(Records from a dataset)
++++++++++++++++++++

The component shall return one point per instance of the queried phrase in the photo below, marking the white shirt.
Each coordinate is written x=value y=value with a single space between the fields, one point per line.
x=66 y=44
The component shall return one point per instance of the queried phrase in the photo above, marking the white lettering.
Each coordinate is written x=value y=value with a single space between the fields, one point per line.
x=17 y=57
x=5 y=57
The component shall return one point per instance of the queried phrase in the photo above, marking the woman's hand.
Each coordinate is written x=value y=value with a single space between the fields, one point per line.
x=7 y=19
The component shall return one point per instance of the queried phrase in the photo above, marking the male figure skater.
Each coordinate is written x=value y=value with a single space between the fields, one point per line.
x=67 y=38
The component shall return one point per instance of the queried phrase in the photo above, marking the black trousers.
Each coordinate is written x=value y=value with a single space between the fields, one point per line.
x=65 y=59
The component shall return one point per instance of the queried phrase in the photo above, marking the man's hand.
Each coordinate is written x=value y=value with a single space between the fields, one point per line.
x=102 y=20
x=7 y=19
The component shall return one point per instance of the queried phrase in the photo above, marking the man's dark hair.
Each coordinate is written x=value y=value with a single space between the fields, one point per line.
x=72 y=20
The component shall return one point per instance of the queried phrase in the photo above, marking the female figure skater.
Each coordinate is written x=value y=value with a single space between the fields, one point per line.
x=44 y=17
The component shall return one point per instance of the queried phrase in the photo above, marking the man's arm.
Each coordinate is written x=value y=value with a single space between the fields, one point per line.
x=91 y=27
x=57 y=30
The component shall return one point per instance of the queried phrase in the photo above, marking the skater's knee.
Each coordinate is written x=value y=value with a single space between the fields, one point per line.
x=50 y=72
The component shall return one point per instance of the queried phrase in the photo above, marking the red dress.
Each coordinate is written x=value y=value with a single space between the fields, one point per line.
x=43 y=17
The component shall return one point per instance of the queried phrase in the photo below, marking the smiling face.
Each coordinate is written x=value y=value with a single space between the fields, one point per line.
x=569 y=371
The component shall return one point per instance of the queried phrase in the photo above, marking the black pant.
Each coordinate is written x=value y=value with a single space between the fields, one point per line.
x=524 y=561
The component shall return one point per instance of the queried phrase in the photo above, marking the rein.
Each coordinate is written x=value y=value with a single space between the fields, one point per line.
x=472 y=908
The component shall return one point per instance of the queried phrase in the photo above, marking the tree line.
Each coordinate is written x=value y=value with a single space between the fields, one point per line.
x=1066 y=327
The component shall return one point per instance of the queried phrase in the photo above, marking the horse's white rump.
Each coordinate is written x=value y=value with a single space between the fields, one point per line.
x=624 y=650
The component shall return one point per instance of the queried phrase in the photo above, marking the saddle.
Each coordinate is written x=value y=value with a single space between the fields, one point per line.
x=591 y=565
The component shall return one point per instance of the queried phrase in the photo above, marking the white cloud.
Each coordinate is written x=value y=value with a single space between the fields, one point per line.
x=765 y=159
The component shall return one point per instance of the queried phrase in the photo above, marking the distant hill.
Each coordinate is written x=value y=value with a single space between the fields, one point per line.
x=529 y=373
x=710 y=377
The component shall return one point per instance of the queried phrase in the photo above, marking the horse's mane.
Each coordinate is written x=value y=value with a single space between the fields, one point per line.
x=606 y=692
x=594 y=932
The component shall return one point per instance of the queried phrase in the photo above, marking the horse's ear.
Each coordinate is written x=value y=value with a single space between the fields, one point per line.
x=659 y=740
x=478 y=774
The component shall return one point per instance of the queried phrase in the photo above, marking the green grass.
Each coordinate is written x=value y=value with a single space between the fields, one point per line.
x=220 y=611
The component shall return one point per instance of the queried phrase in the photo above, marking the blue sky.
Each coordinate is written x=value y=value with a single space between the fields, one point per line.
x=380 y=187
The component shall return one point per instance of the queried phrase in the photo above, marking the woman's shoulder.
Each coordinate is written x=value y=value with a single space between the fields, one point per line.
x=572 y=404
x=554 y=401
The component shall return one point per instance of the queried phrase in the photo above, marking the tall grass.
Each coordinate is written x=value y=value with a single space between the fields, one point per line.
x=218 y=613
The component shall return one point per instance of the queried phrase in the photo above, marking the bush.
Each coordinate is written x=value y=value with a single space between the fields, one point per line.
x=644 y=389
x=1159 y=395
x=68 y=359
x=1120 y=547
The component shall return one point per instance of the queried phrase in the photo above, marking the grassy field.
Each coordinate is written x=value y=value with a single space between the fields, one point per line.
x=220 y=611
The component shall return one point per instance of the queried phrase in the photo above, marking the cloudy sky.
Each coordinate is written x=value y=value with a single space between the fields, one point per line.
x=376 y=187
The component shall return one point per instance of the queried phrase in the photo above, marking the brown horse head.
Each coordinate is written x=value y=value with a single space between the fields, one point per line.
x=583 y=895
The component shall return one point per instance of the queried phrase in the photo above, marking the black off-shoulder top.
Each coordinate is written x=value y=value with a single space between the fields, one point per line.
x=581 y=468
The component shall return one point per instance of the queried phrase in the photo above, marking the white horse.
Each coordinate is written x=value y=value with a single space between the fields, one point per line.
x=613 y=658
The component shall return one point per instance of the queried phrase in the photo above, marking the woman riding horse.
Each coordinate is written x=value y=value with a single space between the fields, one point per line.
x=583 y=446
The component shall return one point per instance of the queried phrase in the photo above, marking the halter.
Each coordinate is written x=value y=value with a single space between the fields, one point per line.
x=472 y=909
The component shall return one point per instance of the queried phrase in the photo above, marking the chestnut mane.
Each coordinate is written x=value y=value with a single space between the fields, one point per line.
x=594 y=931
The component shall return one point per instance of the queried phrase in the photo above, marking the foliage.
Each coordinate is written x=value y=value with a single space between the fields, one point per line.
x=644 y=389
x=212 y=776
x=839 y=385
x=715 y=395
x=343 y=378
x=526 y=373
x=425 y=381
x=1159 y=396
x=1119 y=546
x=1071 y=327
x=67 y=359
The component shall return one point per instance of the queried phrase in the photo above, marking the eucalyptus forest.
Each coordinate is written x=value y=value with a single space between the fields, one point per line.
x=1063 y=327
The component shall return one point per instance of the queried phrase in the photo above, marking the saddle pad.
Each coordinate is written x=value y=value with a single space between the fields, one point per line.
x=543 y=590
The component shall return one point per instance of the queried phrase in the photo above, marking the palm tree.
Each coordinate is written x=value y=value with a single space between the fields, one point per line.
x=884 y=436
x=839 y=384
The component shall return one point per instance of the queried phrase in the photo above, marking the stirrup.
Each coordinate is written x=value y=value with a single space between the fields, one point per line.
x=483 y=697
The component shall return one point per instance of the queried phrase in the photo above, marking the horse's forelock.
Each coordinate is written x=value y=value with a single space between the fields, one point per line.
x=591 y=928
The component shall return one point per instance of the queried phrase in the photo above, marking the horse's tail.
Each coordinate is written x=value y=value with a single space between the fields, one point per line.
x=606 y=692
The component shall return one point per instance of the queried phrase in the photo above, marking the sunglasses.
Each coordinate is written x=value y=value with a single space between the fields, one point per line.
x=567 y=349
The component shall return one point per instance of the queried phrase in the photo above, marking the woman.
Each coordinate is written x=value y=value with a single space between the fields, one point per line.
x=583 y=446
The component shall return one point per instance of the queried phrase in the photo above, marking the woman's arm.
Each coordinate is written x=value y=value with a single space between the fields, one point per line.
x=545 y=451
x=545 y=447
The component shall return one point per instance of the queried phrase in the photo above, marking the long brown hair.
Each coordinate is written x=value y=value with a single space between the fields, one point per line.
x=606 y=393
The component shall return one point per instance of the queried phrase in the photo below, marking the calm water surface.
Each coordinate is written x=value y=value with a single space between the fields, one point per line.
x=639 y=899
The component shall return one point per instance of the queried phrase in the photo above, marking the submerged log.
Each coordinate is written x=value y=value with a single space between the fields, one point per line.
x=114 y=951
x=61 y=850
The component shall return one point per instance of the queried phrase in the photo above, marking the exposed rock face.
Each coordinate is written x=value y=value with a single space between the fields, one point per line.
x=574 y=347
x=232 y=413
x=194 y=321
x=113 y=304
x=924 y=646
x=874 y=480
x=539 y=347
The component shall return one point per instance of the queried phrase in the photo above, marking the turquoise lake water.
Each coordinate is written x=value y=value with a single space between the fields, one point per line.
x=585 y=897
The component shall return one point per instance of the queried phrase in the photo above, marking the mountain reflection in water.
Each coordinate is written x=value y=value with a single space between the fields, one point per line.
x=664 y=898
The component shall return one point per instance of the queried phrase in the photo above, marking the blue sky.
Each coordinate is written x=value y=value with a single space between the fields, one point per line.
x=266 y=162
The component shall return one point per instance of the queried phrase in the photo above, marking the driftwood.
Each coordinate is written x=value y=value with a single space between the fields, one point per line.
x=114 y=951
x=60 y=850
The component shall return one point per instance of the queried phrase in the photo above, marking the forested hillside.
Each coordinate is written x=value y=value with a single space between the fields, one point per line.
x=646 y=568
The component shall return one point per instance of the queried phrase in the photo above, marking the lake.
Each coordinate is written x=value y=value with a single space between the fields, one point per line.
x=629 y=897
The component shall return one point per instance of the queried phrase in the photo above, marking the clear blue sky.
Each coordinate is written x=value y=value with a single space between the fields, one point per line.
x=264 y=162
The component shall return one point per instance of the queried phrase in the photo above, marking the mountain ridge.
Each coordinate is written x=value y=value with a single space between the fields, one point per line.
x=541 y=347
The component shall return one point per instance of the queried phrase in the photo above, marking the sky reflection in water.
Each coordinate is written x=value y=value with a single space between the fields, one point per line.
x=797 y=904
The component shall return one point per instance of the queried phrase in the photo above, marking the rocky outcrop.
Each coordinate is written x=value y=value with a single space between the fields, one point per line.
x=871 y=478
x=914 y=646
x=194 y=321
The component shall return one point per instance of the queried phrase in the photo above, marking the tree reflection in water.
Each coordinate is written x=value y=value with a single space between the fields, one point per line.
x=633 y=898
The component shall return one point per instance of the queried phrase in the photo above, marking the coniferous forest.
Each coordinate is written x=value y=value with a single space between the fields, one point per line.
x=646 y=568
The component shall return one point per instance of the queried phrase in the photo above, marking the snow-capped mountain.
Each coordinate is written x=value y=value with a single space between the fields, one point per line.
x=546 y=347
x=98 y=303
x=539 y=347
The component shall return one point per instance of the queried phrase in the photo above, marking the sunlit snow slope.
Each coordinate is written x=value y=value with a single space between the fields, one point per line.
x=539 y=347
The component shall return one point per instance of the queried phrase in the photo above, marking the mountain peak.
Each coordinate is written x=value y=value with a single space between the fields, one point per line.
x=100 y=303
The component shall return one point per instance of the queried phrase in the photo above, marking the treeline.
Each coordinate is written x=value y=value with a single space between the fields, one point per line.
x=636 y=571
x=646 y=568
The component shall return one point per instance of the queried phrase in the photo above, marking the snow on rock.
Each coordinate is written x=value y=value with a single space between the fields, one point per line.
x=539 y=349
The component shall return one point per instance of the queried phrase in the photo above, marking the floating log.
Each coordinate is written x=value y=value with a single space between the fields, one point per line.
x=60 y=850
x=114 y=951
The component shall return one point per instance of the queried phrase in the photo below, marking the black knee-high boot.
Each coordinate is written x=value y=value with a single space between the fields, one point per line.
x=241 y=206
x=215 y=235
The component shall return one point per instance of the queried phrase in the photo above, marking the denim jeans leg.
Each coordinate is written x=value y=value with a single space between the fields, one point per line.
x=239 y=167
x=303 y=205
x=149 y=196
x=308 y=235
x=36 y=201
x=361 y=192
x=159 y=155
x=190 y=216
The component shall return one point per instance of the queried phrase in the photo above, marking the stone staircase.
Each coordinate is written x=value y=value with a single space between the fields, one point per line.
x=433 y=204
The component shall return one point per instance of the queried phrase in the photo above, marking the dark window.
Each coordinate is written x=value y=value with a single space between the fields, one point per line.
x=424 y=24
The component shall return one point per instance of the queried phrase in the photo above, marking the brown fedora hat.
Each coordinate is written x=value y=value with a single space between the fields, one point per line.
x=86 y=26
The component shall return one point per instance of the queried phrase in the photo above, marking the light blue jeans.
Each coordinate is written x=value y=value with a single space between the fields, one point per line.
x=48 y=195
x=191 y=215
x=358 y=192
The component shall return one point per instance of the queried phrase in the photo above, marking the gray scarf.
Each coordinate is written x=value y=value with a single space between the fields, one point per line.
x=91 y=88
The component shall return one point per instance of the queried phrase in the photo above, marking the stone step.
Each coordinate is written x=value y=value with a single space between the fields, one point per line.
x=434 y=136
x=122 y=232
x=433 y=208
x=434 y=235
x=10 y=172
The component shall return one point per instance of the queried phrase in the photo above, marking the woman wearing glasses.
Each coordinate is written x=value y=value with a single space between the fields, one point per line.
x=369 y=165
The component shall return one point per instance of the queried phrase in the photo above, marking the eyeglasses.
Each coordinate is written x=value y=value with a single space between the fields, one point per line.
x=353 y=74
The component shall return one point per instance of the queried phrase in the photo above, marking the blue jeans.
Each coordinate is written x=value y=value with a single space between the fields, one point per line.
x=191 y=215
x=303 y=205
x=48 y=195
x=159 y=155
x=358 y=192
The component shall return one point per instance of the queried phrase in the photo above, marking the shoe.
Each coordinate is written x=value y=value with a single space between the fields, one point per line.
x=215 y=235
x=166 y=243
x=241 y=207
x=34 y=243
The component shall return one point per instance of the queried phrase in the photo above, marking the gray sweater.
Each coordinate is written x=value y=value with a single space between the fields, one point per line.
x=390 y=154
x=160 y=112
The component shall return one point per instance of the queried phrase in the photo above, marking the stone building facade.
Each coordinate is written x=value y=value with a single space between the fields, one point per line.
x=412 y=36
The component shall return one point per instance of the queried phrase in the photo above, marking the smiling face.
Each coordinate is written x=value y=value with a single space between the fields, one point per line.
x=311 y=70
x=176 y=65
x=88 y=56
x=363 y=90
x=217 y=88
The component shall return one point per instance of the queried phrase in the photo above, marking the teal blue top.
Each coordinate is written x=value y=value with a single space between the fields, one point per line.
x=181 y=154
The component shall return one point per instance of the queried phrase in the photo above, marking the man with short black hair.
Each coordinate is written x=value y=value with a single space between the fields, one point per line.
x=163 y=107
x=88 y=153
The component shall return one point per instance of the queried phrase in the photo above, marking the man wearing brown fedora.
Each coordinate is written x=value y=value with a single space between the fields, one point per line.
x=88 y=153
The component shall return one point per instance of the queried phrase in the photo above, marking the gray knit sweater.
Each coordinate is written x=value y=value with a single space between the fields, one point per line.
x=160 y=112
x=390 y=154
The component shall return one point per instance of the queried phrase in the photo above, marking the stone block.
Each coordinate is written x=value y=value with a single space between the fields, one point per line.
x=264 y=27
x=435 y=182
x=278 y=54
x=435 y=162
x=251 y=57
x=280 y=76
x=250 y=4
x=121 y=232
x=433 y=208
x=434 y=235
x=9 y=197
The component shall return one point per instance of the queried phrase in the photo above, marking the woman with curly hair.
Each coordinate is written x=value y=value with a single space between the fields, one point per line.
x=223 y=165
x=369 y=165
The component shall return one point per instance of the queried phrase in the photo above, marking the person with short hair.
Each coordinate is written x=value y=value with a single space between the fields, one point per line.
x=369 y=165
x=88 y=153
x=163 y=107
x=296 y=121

++++++++++++++++++++

WHAT YOU ARE ASKED TO DO:
Please copy out, unchanged, every line of the data above from the one containing "the saddle pad." down to the one containing "x=839 y=384", both of those lines included.

FINISHED EXERCISE:
The component shall return one point per instance of the queried phrase in the photo above, marking the saddle pad.
Each coordinate is written x=value y=value with a single space between the fields, one point per line.
x=543 y=590
The component shall return one point per instance of the queried phrase in the photo above, marking the palm tree.
Each coordinate is written x=value y=value with a single space between the fields, one point per line.
x=884 y=436
x=839 y=384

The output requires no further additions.